[Part of a data file]
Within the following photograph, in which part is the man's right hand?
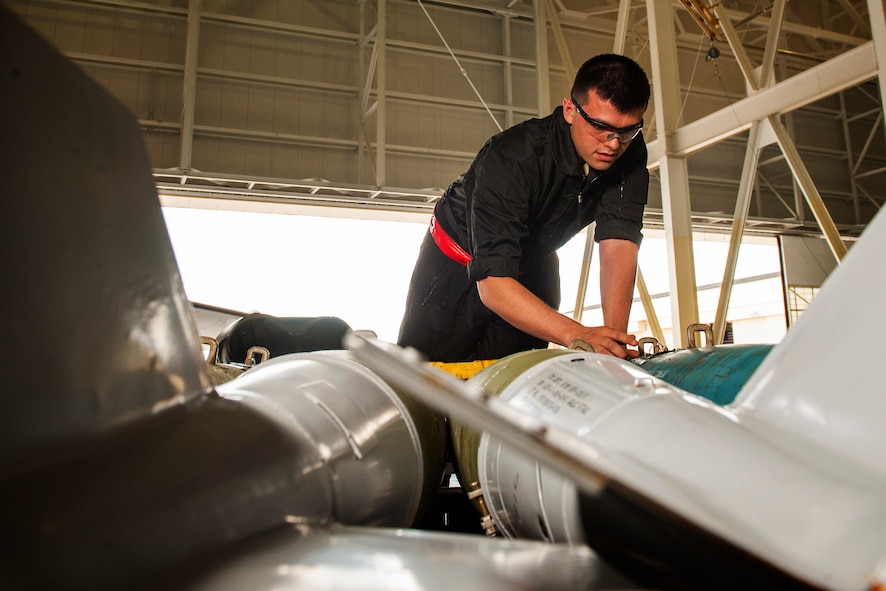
[576,326,640,359]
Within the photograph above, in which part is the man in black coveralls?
[398,54,650,362]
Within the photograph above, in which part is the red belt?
[431,215,474,267]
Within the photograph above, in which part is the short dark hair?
[571,53,650,113]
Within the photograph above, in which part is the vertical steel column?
[868,0,886,138]
[714,0,785,344]
[501,14,514,129]
[646,0,698,347]
[179,0,200,172]
[375,0,388,187]
[532,0,551,117]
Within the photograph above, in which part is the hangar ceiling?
[10,0,886,238]
[7,0,886,342]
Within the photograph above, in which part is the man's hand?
[576,326,640,359]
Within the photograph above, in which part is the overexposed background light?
[163,207,785,342]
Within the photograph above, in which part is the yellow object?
[428,359,498,380]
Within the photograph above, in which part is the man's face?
[563,90,645,171]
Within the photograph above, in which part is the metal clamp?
[468,482,498,538]
[567,339,594,353]
[637,337,667,357]
[243,345,271,367]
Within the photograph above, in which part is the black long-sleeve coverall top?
[398,107,649,362]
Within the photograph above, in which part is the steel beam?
[646,0,698,347]
[179,0,200,170]
[649,42,886,168]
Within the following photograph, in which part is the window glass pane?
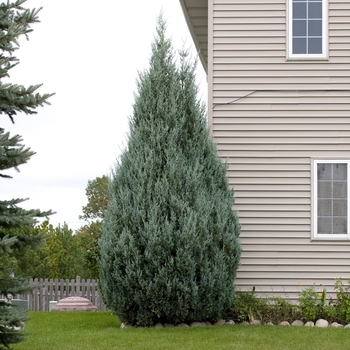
[317,218,333,234]
[333,181,347,198]
[293,38,306,54]
[293,19,307,37]
[293,2,307,19]
[308,38,322,54]
[317,163,332,180]
[308,2,322,18]
[333,218,348,235]
[333,164,348,181]
[317,181,332,198]
[333,199,347,217]
[308,19,322,37]
[317,199,332,216]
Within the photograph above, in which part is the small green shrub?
[231,287,262,322]
[299,286,338,322]
[261,297,301,324]
[334,278,350,323]
[231,287,301,324]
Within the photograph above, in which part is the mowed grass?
[14,312,350,350]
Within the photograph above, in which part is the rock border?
[120,318,350,329]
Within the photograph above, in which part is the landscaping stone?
[330,322,343,328]
[51,297,97,311]
[164,323,175,328]
[250,320,261,326]
[214,319,226,326]
[120,323,133,328]
[225,320,235,325]
[190,322,203,327]
[315,318,329,328]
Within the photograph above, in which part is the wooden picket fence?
[0,276,107,311]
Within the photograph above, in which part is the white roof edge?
[179,0,208,74]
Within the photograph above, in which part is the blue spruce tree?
[100,18,241,326]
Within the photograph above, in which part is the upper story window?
[287,0,328,59]
[312,160,350,240]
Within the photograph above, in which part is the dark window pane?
[317,218,333,234]
[293,20,307,37]
[293,39,306,54]
[308,38,322,54]
[333,199,348,216]
[293,2,307,19]
[333,218,348,235]
[317,181,332,198]
[308,2,322,18]
[308,19,322,37]
[333,181,347,198]
[317,199,332,216]
[317,163,332,180]
[333,164,348,180]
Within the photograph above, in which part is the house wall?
[208,0,350,298]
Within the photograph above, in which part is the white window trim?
[311,158,350,241]
[286,0,329,60]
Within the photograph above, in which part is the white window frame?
[311,159,350,241]
[286,0,329,60]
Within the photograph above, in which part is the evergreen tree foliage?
[100,18,241,326]
[0,0,52,349]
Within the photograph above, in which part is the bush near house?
[228,278,350,325]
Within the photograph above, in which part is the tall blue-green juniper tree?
[100,17,241,326]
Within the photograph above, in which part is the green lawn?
[14,312,350,350]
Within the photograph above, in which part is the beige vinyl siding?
[208,0,350,299]
[180,0,208,72]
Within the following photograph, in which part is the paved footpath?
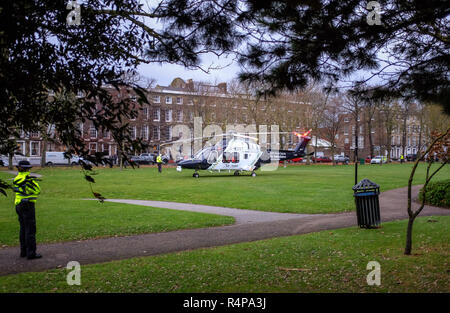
[0,186,450,275]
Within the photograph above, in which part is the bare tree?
[321,97,344,165]
[378,101,398,162]
[404,127,450,255]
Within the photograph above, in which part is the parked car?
[0,155,9,166]
[334,154,350,163]
[45,151,80,166]
[370,155,387,164]
[139,153,156,164]
[312,156,331,163]
[291,158,303,163]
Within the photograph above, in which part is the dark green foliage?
[240,0,450,114]
[419,179,450,208]
[0,0,236,195]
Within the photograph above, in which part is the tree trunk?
[367,116,373,157]
[8,153,14,171]
[405,216,415,255]
[41,138,47,167]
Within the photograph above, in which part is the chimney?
[217,83,227,93]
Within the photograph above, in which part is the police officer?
[13,161,42,260]
[156,153,162,173]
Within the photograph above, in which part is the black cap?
[17,161,32,168]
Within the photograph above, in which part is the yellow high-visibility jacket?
[13,172,41,205]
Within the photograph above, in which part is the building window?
[16,141,25,155]
[141,126,148,140]
[142,107,148,120]
[153,126,160,140]
[102,143,110,155]
[358,136,364,149]
[89,127,97,138]
[89,142,97,154]
[177,110,183,122]
[30,141,41,156]
[167,126,172,140]
[129,126,136,140]
[153,108,161,122]
[166,110,172,122]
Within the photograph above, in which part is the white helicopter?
[177,130,311,178]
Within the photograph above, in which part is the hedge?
[419,179,450,208]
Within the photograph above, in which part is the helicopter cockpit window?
[194,147,212,160]
[231,152,239,163]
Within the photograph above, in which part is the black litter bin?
[352,179,381,228]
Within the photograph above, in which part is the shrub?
[419,179,450,208]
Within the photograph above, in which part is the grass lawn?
[0,163,450,213]
[0,217,450,292]
[0,163,450,247]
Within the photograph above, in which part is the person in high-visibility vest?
[156,153,162,173]
[13,161,42,260]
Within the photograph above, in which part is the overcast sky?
[138,55,240,86]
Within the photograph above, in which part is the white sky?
[138,55,240,86]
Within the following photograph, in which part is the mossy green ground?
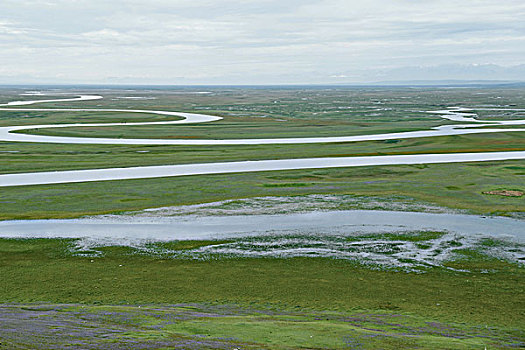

» WRITTEN EXERCISE
Give everything in the records from the line containing "Within the photograph above, in which part is the black cap?" down to the line containing "[166,110,172,122]", both included, as a JSON list of strings with one string per line and blank lines omitted.

» ANSWER TO THE TASK
[
  "Within the photograph above, in which part is the black cap?",
  "[17,161,32,168]",
  "Within the photograph above, in which part is the yellow high-visibility jacket?",
  "[13,172,41,205]",
  "Within the photograph above, in which part is the building window?",
  "[16,141,25,155]",
  "[141,126,148,140]",
  "[142,107,148,120]",
  "[153,126,160,140]",
  "[102,143,110,155]",
  "[358,136,364,149]",
  "[89,127,97,138]",
  "[89,142,97,154]",
  "[177,110,183,122]",
  "[30,141,41,156]",
  "[167,126,172,140]",
  "[129,126,136,140]",
  "[153,108,161,122]",
  "[166,110,172,122]"
]